## Extrait du document
+===+

Je me fais faire un petit tombeau dans mon cimetière. Pompignan se ferait enterrer sur le maître-autel. Vous ferez, s’il vous plaît, mon épitaphe, et vous y direz que je pensais comme vous. Vivez heureux !


6258. — À M.  LE COMTE D’ARGENTAL.
4 février.

Je renvoie à mes divins anges le mémoire de M.  de La Voute[2] pour les comédiens. Je les supplie très-humblement de trouver que j’ai raison, parce que je crois avoir raison ; mais, s’ils me condamnent, je croirai que j’ai tort. La tournure que vous avez prise est très-habile. La déclaration du roi sera un bouclier contre la prêtraille. Elle sera enregistrée ; et quand les cuistres refuseront la sépulture à un citoyen pensionnaire du roi, on leur lâchera le parlement. Ne vous ai-je pas mandé que ma Catherine vient de chasser les capucins[3], pour n’avoir pas voulu enterrer un violon français ?

+===+

## Données de l'exercice
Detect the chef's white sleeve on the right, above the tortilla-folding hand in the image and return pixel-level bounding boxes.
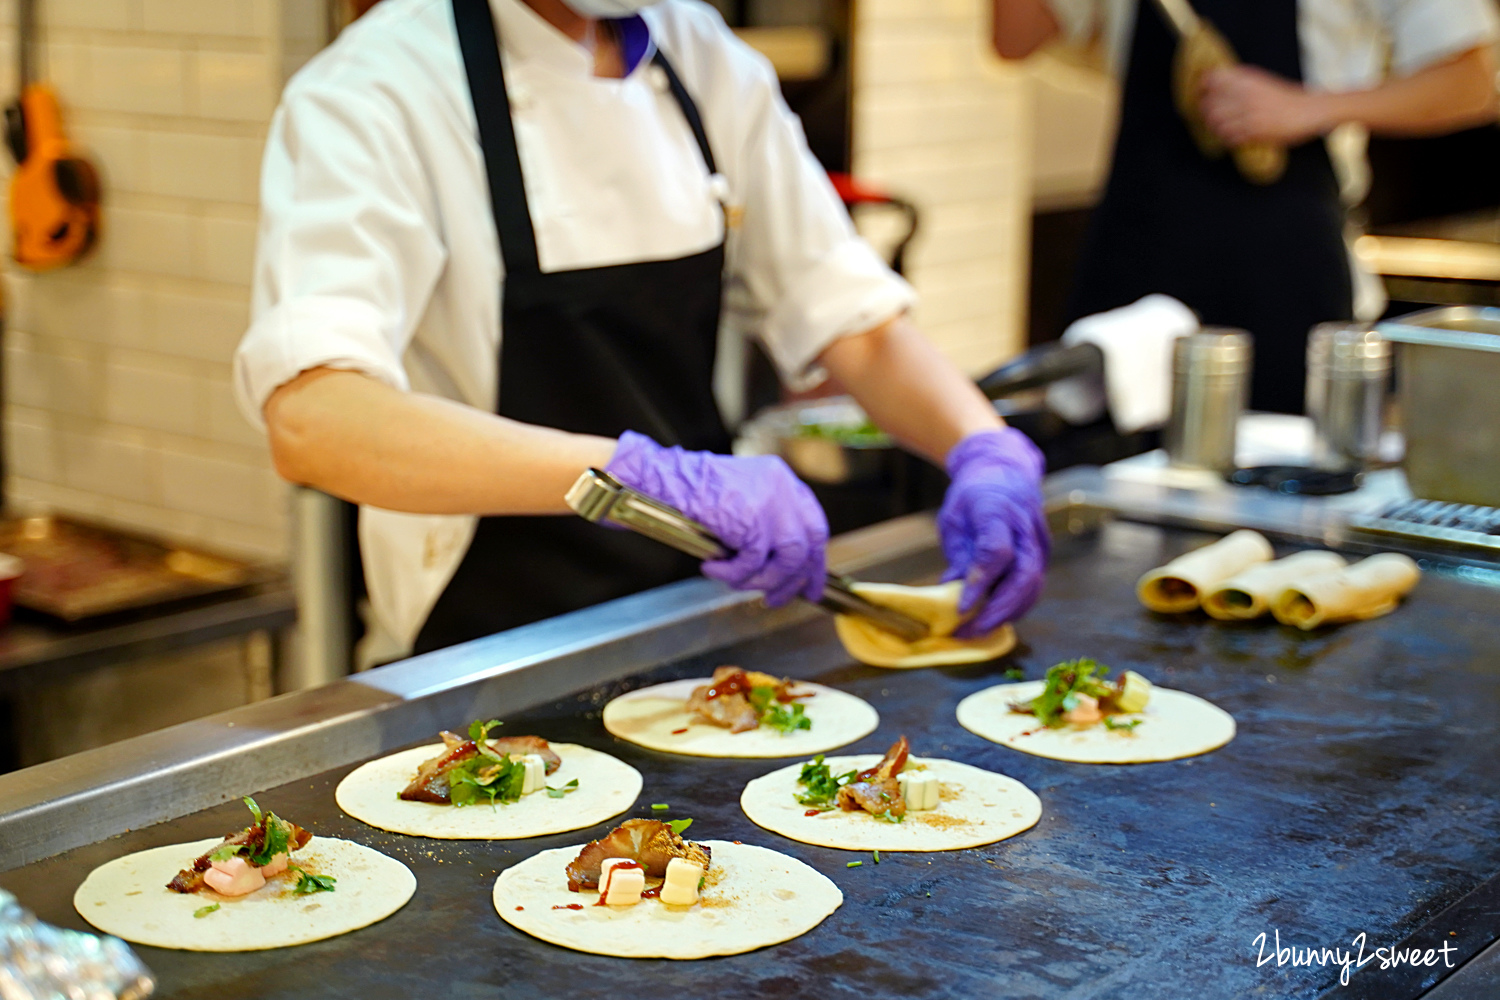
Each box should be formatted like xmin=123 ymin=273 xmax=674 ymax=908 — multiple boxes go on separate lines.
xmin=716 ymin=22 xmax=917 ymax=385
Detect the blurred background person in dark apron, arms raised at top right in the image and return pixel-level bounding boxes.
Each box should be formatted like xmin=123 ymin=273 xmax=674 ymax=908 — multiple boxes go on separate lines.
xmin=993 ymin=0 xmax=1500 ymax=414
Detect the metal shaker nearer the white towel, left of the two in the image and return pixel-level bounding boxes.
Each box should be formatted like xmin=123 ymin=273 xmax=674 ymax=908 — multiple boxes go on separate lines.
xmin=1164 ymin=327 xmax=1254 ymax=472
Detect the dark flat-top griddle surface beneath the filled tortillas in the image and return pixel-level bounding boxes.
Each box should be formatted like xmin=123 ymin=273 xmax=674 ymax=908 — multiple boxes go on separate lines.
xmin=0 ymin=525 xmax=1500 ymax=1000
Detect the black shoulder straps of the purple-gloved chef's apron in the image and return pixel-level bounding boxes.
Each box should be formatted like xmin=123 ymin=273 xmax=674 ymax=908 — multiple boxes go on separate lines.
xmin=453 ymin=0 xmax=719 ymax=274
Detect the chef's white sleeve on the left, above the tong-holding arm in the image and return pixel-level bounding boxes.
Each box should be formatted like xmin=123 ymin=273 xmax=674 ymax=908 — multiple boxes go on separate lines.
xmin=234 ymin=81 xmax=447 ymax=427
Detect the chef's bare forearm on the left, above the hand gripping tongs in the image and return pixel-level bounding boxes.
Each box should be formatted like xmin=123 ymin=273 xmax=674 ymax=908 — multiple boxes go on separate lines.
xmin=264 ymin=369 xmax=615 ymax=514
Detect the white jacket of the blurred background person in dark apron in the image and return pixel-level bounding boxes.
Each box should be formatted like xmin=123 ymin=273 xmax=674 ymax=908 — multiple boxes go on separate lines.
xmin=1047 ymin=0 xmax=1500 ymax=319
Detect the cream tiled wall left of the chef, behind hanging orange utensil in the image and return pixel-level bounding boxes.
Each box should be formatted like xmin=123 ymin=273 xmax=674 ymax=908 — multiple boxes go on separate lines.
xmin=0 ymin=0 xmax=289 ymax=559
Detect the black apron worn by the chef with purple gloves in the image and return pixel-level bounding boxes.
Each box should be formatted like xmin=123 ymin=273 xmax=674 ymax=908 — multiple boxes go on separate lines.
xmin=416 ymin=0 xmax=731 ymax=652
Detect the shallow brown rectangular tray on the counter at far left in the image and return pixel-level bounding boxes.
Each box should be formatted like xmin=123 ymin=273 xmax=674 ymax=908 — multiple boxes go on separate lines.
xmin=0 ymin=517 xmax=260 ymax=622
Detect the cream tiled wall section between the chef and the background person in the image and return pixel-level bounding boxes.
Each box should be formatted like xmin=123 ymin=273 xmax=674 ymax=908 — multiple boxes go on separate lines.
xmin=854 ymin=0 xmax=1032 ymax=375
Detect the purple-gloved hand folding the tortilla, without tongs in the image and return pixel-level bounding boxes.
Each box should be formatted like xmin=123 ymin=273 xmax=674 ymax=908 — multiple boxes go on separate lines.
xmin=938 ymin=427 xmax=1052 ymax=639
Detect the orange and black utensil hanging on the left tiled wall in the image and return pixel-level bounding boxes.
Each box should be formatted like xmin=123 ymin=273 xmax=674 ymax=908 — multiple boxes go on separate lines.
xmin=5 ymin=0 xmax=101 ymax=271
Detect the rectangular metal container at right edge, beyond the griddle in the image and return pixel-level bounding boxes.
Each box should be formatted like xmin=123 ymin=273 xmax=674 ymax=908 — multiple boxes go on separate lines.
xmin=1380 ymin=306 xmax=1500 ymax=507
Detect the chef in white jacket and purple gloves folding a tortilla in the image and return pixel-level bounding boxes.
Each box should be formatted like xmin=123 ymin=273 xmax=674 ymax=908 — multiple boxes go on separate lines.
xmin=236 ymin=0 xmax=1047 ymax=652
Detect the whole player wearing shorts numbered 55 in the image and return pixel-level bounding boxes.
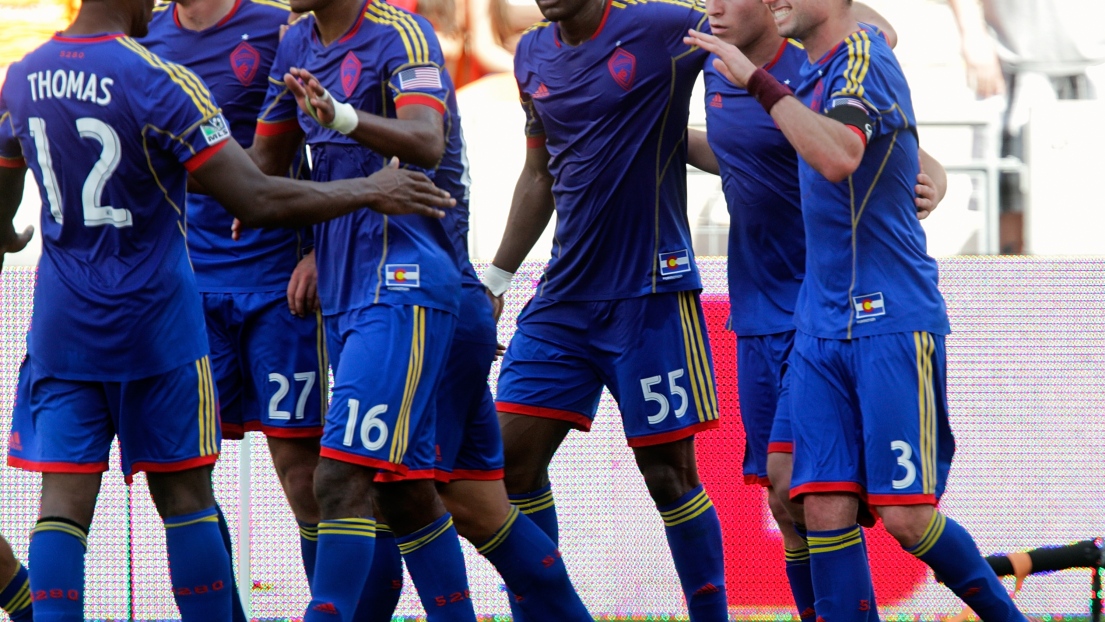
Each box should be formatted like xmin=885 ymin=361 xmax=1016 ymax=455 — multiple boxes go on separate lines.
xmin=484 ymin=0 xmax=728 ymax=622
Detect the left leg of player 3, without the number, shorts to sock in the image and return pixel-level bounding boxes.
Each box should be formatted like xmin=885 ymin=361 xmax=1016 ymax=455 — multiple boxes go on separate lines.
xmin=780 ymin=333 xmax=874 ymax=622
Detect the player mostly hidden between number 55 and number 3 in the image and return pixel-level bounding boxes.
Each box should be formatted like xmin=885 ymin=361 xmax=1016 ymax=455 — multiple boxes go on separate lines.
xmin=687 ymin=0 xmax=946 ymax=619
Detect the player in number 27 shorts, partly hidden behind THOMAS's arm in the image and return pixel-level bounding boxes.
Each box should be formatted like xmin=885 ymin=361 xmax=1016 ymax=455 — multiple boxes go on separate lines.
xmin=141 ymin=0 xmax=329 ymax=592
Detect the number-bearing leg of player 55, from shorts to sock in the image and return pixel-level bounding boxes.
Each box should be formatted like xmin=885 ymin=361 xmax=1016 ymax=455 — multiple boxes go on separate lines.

+===+

Reproduisez à l'identique le passage de l'extrait du document compris entre « Je renvoie à » et « un violon français ? », bornes incluses.

## Réponse attendue
Je renvoie à mes divins anges le mémoire de M.  de La Voute[2] pour les comédiens. Je les supplie très-humblement de trouver que j’ai raison, parce que je crois avoir raison ; mais, s’ils me condamnent, je croirai que j’ai tort. La tournure que vous avez prise est très-habile. La déclaration du roi sera un bouclier contre la prêtraille. Elle sera enregistrée ; et quand les cuistres refuseront la sépulture à un citoyen pensionnaire du roi, on leur lâchera le parlement. Ne vous ai-je pas mandé que ma Catherine vient de chasser les capucins[3], pour n’avoir pas voulu enterrer un violon français ?